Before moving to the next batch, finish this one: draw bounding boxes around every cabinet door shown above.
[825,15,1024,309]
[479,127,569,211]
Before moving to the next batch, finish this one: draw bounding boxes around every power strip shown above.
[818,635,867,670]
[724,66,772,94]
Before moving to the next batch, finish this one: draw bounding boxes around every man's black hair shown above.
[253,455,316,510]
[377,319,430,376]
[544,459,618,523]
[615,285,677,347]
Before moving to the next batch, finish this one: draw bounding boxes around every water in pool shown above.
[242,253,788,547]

* * *

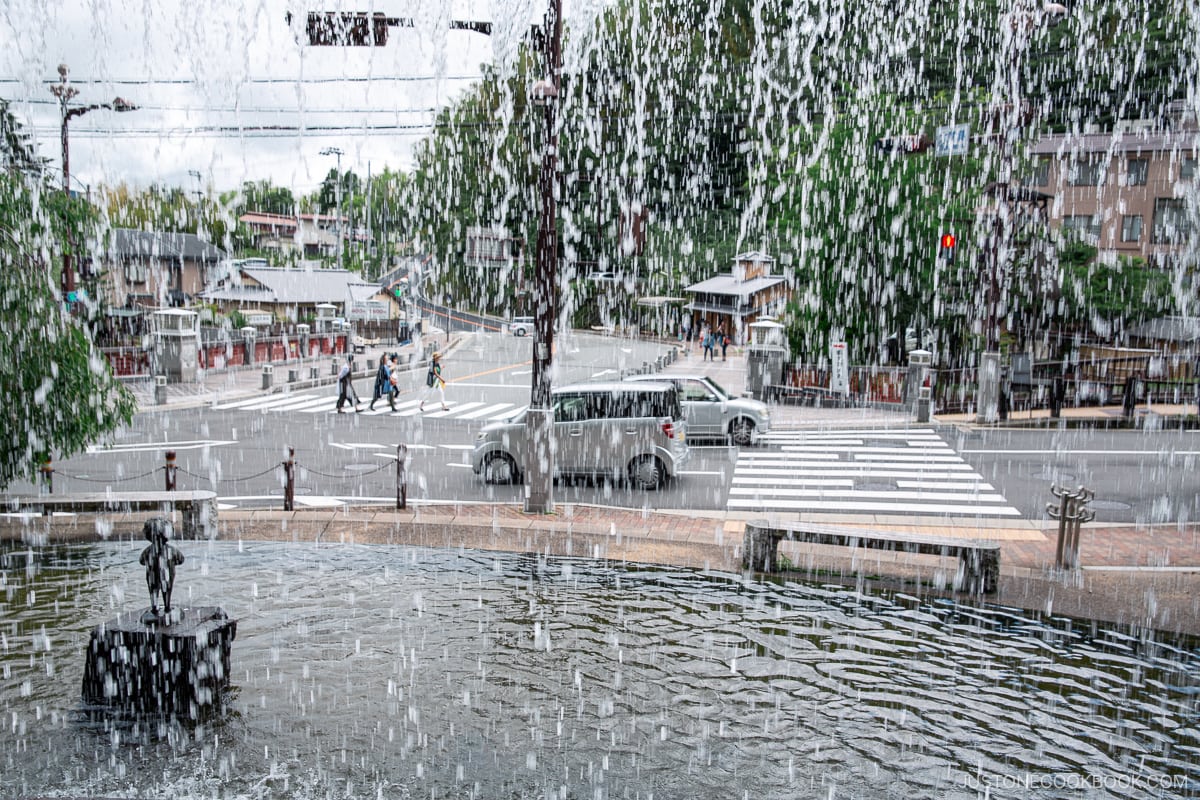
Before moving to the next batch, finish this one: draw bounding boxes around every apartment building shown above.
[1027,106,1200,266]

TASK DETAILS
Reproduce the listing word for word, starting at the line that contains "door shown above." and ending at the line that contains "[615,285,677,347]", with both of those lines included.

TASK RESULT
Before moving to the next batch, finish this one: draw bounding boxes around every cabinet door shown above.
[825,15,1024,309]
[479,127,569,211]
Before moving to the next batch, finish this one: draw bounding boxes around every power strip shown above.
[818,635,867,670]
[724,66,772,94]
Before moving to the next batch, finish this one: draw bounding boxes around every man's black hair shown above.
[253,455,316,510]
[377,319,430,376]
[544,459,618,523]
[615,285,677,347]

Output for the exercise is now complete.